Reproduce every one of the following lines word for word, with each character and line break left unchanged.

--- START DATASET ---

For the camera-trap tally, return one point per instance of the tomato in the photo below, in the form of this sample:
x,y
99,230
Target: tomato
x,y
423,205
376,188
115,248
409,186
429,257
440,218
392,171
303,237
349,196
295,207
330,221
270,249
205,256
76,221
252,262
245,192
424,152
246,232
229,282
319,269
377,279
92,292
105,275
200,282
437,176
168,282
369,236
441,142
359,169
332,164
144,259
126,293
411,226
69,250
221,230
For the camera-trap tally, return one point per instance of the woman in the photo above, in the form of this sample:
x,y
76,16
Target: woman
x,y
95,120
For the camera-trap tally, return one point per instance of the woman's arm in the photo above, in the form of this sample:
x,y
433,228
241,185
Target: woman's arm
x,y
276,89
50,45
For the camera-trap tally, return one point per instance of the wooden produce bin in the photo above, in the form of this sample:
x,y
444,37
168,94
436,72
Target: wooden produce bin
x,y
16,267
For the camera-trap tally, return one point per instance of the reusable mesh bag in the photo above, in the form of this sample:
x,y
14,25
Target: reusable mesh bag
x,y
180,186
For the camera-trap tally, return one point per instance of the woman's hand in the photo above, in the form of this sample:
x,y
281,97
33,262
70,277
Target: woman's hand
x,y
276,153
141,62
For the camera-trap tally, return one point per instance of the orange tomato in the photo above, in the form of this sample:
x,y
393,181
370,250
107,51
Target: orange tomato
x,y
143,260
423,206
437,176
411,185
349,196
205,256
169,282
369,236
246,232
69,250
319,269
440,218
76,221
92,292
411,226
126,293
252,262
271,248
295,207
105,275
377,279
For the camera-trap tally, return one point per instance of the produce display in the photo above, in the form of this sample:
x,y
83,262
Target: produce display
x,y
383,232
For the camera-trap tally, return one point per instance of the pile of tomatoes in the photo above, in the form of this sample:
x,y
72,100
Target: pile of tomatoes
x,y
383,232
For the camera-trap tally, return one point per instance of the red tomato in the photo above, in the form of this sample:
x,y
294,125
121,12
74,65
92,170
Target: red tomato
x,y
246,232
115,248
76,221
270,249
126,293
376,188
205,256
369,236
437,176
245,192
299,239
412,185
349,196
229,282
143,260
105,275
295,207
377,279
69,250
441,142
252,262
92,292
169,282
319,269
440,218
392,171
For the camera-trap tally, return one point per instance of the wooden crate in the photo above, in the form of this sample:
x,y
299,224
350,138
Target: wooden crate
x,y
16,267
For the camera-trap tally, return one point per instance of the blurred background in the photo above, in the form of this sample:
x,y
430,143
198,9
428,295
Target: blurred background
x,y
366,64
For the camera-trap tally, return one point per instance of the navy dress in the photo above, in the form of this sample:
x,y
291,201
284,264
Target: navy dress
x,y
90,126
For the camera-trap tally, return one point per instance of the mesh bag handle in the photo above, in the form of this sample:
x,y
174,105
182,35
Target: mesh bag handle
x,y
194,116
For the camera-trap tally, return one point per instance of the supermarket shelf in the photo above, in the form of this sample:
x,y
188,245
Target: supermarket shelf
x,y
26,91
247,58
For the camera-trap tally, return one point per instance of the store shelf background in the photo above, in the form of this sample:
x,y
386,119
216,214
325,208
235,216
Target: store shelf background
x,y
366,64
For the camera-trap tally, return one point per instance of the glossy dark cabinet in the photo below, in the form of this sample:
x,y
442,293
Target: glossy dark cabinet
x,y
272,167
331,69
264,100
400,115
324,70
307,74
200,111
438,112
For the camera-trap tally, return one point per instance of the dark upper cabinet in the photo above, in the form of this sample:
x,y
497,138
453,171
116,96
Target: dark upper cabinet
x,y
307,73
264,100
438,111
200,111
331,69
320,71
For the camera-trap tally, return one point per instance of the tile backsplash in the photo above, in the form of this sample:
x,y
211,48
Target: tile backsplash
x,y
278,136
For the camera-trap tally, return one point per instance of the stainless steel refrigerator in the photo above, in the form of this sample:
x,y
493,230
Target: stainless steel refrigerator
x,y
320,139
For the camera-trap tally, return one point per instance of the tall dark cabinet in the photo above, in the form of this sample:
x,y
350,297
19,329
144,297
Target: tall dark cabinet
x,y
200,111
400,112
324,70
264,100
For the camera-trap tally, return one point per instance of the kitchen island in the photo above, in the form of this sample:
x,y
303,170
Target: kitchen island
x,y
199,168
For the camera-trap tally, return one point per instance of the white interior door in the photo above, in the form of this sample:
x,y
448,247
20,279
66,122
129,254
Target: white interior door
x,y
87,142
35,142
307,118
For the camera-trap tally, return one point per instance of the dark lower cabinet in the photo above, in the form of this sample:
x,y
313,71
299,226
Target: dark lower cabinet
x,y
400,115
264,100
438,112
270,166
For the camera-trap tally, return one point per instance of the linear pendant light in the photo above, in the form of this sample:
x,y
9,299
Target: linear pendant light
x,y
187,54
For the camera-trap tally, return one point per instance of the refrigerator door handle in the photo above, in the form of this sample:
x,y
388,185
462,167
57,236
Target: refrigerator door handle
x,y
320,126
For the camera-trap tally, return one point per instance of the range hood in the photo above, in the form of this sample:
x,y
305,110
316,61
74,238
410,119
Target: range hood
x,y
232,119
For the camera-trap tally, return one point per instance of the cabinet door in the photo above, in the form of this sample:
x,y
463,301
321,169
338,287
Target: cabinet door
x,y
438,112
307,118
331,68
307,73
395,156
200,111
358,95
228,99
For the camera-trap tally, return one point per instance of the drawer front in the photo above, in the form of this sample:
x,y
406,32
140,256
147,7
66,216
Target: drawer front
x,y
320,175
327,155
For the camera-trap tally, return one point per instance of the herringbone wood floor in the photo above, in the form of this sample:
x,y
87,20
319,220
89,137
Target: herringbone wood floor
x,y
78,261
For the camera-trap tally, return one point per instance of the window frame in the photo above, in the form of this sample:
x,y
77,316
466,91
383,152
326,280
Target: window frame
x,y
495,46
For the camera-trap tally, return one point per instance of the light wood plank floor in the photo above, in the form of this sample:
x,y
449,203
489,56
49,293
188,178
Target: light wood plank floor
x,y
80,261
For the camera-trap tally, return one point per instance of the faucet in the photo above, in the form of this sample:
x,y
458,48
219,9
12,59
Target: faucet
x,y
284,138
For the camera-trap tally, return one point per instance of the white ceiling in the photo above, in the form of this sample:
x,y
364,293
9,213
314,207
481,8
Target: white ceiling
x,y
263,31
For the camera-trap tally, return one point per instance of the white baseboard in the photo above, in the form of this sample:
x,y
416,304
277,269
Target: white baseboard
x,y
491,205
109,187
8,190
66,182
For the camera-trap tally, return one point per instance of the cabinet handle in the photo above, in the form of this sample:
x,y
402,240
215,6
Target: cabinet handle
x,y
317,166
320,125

--- END DATASET ---

[RESULT OF THE EXERCISE]:
For the camera-trap tally, return one point per instance of the tomato in the photo below, in the form of this sample:
x,y
99,230
Target: tomato
x,y
423,205
376,188
115,248
409,186
429,257
440,218
392,171
303,237
349,196
295,207
330,221
270,249
205,256
76,221
252,262
245,192
424,152
246,232
229,282
319,269
377,279
92,292
105,275
200,282
437,176
168,282
369,236
441,142
359,169
332,164
144,259
126,293
411,226
69,250
221,230
For the camera-trap tally, return one point per instance of the woman in the photo above, in the form of this sample:
x,y
76,16
Target: woman
x,y
95,120
For the camera-trap tally, return one point per instance of the woman's arm in the photo above, in the form of this sample:
x,y
433,228
241,185
Target: woman's arm
x,y
276,89
50,45
For the camera-trap tally, return one point per instance of the wooden produce bin in the photo above, in the form of this sample:
x,y
444,37
168,94
436,72
Target: wooden produce bin
x,y
16,267
For the camera-trap tally, return one point per instance of the reusable mesh bag in the photo above, in the form of this sample:
x,y
14,25
Target: reusable mesh bag
x,y
180,186
For the camera-trap tally, return one point per instance of the woman's hand in the photo above, in the form of this sample:
x,y
281,97
33,262
70,277
Target: woman's hand
x,y
276,153
141,62
For the camera-trap tally, return one point per instance of the orange tomato in the photo above, in the form of this sample:
x,y
393,181
370,250
107,51
Target: orange tomato
x,y
143,260
423,206
437,176
411,185
349,196
205,256
169,282
369,236
246,232
69,250
319,269
440,218
76,221
92,292
411,226
126,293
252,262
271,248
295,207
105,275
377,279
For the camera-trap tally, return one point per instance of the produce display in the photo above, in the form of this sample:
x,y
83,262
Target: produce display
x,y
383,232
For the camera-trap tally, return one point per instance of the pile of tomatoes in the photo above, in the form of this sample:
x,y
72,100
Target: pile of tomatoes
x,y
383,232
For the camera-trap tally, return one point per instance of the red tomato in the photo above, in the form of this sample:
x,y
294,125
121,12
74,65
92,170
Target: red tomato
x,y
246,232
115,248
76,221
270,249
126,293
376,188
205,256
369,236
437,176
245,192
299,239
412,185
349,196
229,282
143,260
105,275
295,207
377,279
69,250
441,142
252,262
92,292
169,282
319,269
440,218
392,171
For the camera-trap tally, return one point per instance of the wooden crate in the photo above, in the form of this sample:
x,y
299,224
350,138
Target: wooden crate
x,y
16,267
For the camera-trap tally, return one point per instance of the blurred background in the photo above, in the form of this sample:
x,y
430,143
198,9
428,295
Target: blurred background
x,y
366,64
For the camera-trap tally, return one point per instance of the navy dress in the photo above, in the form of this sample:
x,y
291,201
284,264
Target: navy dress
x,y
90,126
For the camera-trap tally, return one point per instance of the mesh bag handle in the photo above, in the form of this sample:
x,y
174,105
182,35
Target: mesh bag handle
x,y
194,116
For the camera-trap tally, return one point per instance of the supermarket shelf in the photo above, in the form of this sample:
x,y
188,245
Target: supermarket shelf
x,y
26,91
247,58
For the camera-trap tally, return one point per instance of the store shelf background in the photo above, in the form of this sample:
x,y
386,119
216,214
325,208
235,216
Target: store shelf background
x,y
366,64
For the camera-trap tally, return one point per instance of the glossy dark cabinet in the photo below, in the form of this sample:
x,y
442,293
Target: glossy dark cabinet
x,y
272,167
331,69
264,100
400,115
324,70
307,74
200,111
438,112
For the camera-trap tally, return one point per instance of the dark upper cabinet in the photo above, in the form of this sample:
x,y
497,138
453,171
116,96
Target: dark upper cabinet
x,y
307,73
264,100
438,111
200,111
331,69
320,71
For the camera-trap tally, return one point per instance of the tile backsplash in the photo above, in the form of this sample:
x,y
211,48
Target: tile backsplash
x,y
278,136
For the camera-trap tally, return one point per instance of the stainless steel refrigerator in the photo above, in the form of this sample:
x,y
493,230
Target: stainless steel refrigerator
x,y
320,139
For the camera-trap tally, return one point per instance of the tall dark cabinet in the photo above, in the form of this sample:
x,y
350,297
19,329
144,297
Target: tall dark cabinet
x,y
200,111
400,112
324,70
264,100
For the camera-trap tally, return one point per instance of the kitchen island in the photo above, in the form of this sample:
x,y
303,170
Target: kitchen island
x,y
199,168
For the camera-trap tally, return one point per instance of the white interior door in the photo above, in the form of this sample:
x,y
448,247
20,279
66,122
129,254
Target: white interior door
x,y
87,142
35,142
307,118
For the camera-trap tally, return one point per instance of the dark lower cabinet in the photo above, in the form of this sample:
x,y
313,71
299,226
Target: dark lower cabinet
x,y
400,115
264,100
438,112
270,166
For the camera-trap tally, return one point per instance of the linear pendant light in the photo above, in the form of this sample:
x,y
9,299
Target: linear pendant light
x,y
187,54
For the camera-trap tally, return one point per instance of the refrigerator door handle in the photo above, in the form of this sample:
x,y
388,185
462,167
57,236
Target: refrigerator door handle
x,y
320,126
For the camera-trap tally, return one point per instance of the range hood in the photo above, in the form of this sample:
x,y
305,110
316,61
74,238
410,119
Target: range hood
x,y
232,119
For the camera-trap tally, return one point per instance of the cabinet door in the photo above, in the form of this sample:
x,y
463,301
321,169
338,287
Target: cabinet door
x,y
438,112
307,118
331,68
307,73
395,156
200,111
358,95
228,99
For the camera-trap tally, return one point per instance of the drawer front in the photo above, in the form of this sample:
x,y
406,32
140,256
147,7
66,216
Target: drawer front
x,y
320,175
327,155
For the camera-trap tally, return one point per instance of the herringbone wood floor in the photo above, in the form of this sample:
x,y
87,20
319,220
89,137
Target: herringbone wood floor
x,y
78,261
For the camera-trap tally, return one point per instance of the window frame in the photo above, in the form of this sample:
x,y
77,316
466,91
383,152
326,280
Target: window frame
x,y
495,46
For the camera-trap tally, return one point per instance of the light wood plank floor in the photo above, in the form of this sample:
x,y
449,203
489,56
49,293
188,178
Target: light wood plank floor
x,y
80,261
For the camera-trap tally, return one point per instance of the faucet in the photo above, in the form of this sample:
x,y
458,48
219,9
12,59
Target: faucet
x,y
284,138
For the camera-trap tally, return one point per instance of the white ceiling in the photo above, in the form of this sample:
x,y
364,293
9,213
314,207
481,8
Target: white ceiling
x,y
263,31
For the camera-trap tally, return one point per instance of the white baseboard in the photo above, in the form of this sample:
x,y
416,304
277,269
Target: white baseboard
x,y
491,205
109,187
8,190
66,182
For the camera-trap tally, return one point per instance of the cabinet handle in the photo above, in the form of this sample:
x,y
402,240
215,6
Target: cabinet handle
x,y
317,166
320,125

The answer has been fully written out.